Work to be completed: Your copy of the listing should match it exactly, only without pictures.

Task data:
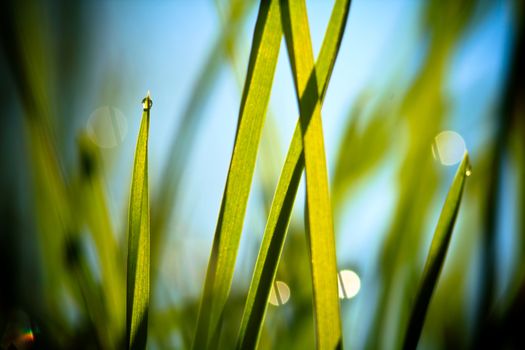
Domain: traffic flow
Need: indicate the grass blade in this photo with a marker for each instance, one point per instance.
(138, 283)
(263, 60)
(319, 221)
(436, 255)
(164, 203)
(282, 204)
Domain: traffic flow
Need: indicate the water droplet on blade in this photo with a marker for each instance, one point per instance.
(349, 284)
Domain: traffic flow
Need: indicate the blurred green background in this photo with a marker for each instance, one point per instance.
(415, 84)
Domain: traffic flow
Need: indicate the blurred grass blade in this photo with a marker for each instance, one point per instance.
(263, 60)
(282, 204)
(319, 213)
(436, 255)
(138, 282)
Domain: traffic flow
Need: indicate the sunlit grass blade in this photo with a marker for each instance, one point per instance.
(166, 192)
(263, 60)
(319, 221)
(436, 255)
(138, 281)
(93, 205)
(282, 204)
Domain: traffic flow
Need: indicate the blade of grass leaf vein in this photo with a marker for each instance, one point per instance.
(436, 255)
(138, 281)
(164, 201)
(282, 204)
(263, 60)
(319, 213)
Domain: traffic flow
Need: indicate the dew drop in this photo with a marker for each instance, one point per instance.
(468, 172)
(279, 294)
(349, 284)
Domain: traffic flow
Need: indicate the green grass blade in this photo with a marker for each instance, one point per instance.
(282, 204)
(436, 255)
(138, 282)
(93, 206)
(319, 221)
(256, 94)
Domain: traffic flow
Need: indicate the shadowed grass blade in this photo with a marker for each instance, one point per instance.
(436, 255)
(281, 209)
(138, 282)
(319, 222)
(93, 205)
(263, 60)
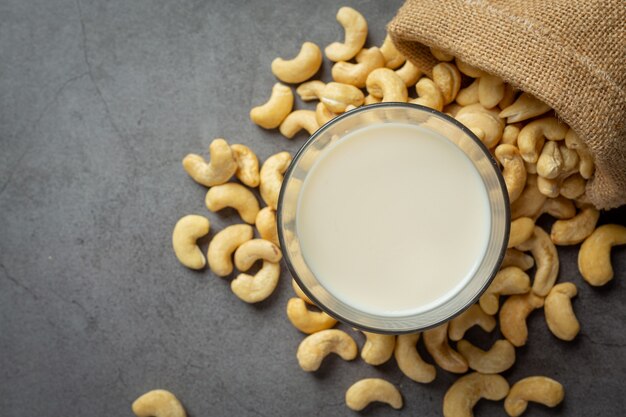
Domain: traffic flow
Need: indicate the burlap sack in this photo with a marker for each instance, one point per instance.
(569, 53)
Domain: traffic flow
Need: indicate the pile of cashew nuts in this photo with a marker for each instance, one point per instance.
(545, 166)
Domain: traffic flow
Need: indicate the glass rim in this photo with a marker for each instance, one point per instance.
(372, 107)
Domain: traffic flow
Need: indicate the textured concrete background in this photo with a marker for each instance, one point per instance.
(99, 103)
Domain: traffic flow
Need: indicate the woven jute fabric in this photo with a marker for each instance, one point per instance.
(569, 53)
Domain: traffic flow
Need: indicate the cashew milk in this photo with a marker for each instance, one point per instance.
(393, 219)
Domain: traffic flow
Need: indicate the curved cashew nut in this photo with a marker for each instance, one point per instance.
(368, 390)
(272, 177)
(266, 225)
(490, 90)
(448, 79)
(539, 389)
(314, 348)
(513, 316)
(393, 58)
(546, 260)
(310, 90)
(386, 84)
(355, 27)
(468, 95)
(158, 403)
(428, 94)
(436, 342)
(378, 348)
(463, 395)
(251, 251)
(409, 73)
(247, 165)
(573, 141)
(273, 112)
(224, 244)
(476, 117)
(532, 136)
(409, 360)
(356, 74)
(186, 232)
(337, 96)
(302, 67)
(575, 230)
(298, 120)
(498, 359)
(594, 257)
(305, 320)
(253, 289)
(513, 170)
(510, 280)
(560, 316)
(471, 317)
(236, 196)
(218, 171)
(513, 257)
(525, 107)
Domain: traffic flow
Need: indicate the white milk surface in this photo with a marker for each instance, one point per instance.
(393, 219)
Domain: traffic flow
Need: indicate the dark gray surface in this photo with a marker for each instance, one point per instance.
(99, 103)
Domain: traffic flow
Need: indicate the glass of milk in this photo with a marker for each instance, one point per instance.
(393, 218)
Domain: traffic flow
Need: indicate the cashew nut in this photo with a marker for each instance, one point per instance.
(247, 165)
(393, 58)
(546, 260)
(378, 348)
(463, 395)
(513, 170)
(271, 174)
(218, 171)
(266, 225)
(513, 316)
(471, 317)
(560, 316)
(236, 196)
(532, 136)
(436, 342)
(490, 90)
(575, 230)
(498, 359)
(298, 120)
(273, 112)
(158, 403)
(428, 94)
(302, 67)
(336, 96)
(356, 74)
(539, 389)
(224, 244)
(525, 107)
(509, 280)
(253, 289)
(409, 73)
(310, 90)
(513, 257)
(522, 229)
(448, 79)
(251, 251)
(355, 27)
(409, 360)
(386, 84)
(314, 348)
(368, 390)
(186, 232)
(305, 320)
(468, 95)
(594, 257)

Exercise response:
Domain: traffic flow
Need: indicate the grass blade in this photo with a marker for each instance, one point per instance.
(138, 283)
(263, 60)
(319, 221)
(436, 255)
(164, 203)
(282, 204)
Domain: traffic flow
Need: indicate the water droplet on blade in this photo with a marker for each instance, one point per instance.
(349, 284)
Domain: traffic flow
Need: indicate the blurred green background in this photo with a marker for each instance, one point per instance.
(415, 84)
Domain: traffic flow
Need: indicate the blurred grass blade in this photo with a marker for each instance, one point per instance.
(263, 60)
(282, 204)
(319, 213)
(436, 255)
(138, 282)
Domain: traffic flow
Need: indicate the sunlit grass blade in this photo with a marker for each instance, one point per instance.
(166, 192)
(263, 60)
(319, 221)
(436, 255)
(138, 281)
(93, 205)
(282, 204)
Domain: traffic flow
Need: indicate the blade of grass leaf vein in this photo with a marker for each instance, one point per instance.
(436, 255)
(138, 281)
(164, 201)
(282, 204)
(263, 60)
(319, 213)
Domain: traffic flow
Need: indicate the dew drop in this photo with a marker for each instance, one point per instance.
(468, 172)
(279, 294)
(349, 284)
Domain: traffic flow
Need: indicate the green grass blade in this photo with a marker for each instance, one point per instance.
(282, 204)
(436, 255)
(138, 282)
(93, 206)
(319, 221)
(256, 94)
Domain: traffic flow
Need: indicate the shadowed grass blade in this photo with a marker for each instance, one point per instance.
(436, 255)
(281, 209)
(138, 282)
(319, 222)
(93, 205)
(263, 60)
Domain: traffic flow
Need: indicate the burlap sack in this photo with a marker for each instance, one point per instance.
(569, 53)
Domain: traffic flow
Need: indicate the pile of cashew nuts in this photo with a marker for each instance, one point per instance.
(545, 166)
Domain: traffic flow
Need: indicate the glass rim in this photo with a marker for each instance, one point per instance.
(372, 107)
Domain: traffic flow
Need: indicate the textured concrete background in this photo with a marker for each instance, one point per instance.
(99, 103)
Domain: traffic flow
Need: indicate the woven jute fabric in this photo with a marker for each instance, one point per instance.
(569, 53)
Domain: traffic flow
Need: indicate the cashew milk in this photo with a marker for each instance, one point per instance.
(393, 219)
Domain: traffic flow
Need: indicate the curved cashew nut in this photo with a marker for each instance, one point per instance.
(368, 390)
(272, 177)
(266, 225)
(490, 90)
(448, 79)
(539, 389)
(314, 348)
(513, 316)
(393, 58)
(546, 260)
(310, 90)
(386, 84)
(355, 27)
(468, 95)
(158, 403)
(428, 94)
(436, 342)
(378, 348)
(463, 395)
(251, 251)
(409, 73)
(247, 165)
(573, 141)
(273, 112)
(224, 244)
(476, 117)
(532, 136)
(409, 360)
(356, 74)
(186, 232)
(337, 96)
(302, 67)
(575, 230)
(298, 120)
(498, 359)
(594, 257)
(305, 320)
(253, 289)
(513, 170)
(510, 280)
(560, 316)
(471, 317)
(236, 196)
(218, 171)
(513, 257)
(525, 107)
Domain: traffic flow
Need: indicate the white milk surface in this photo with a marker for each instance, one point per instance.
(393, 219)
Domain: traffic flow
Need: indicate the dark gray surface in this photo with a marker for each instance, one point per instance.
(99, 103)
Domain: traffic flow
Need: indicate the glass of milk in this photo with a marker for each instance, one point per instance.
(393, 218)
Domain: traffic flow
Need: indicate the cashew nut in this photo with a marker for each instance, one point per instance.
(247, 165)
(393, 58)
(546, 260)
(378, 348)
(463, 395)
(513, 170)
(271, 174)
(218, 171)
(266, 225)
(513, 316)
(471, 317)
(560, 316)
(236, 196)
(532, 136)
(436, 342)
(490, 90)
(575, 230)
(498, 359)
(298, 120)
(273, 112)
(158, 403)
(428, 94)
(302, 67)
(336, 96)
(356, 74)
(539, 389)
(224, 244)
(525, 107)
(509, 280)
(253, 289)
(409, 73)
(310, 90)
(513, 257)
(522, 229)
(448, 79)
(251, 251)
(355, 27)
(409, 360)
(386, 84)
(314, 348)
(368, 390)
(186, 232)
(305, 320)
(468, 95)
(594, 257)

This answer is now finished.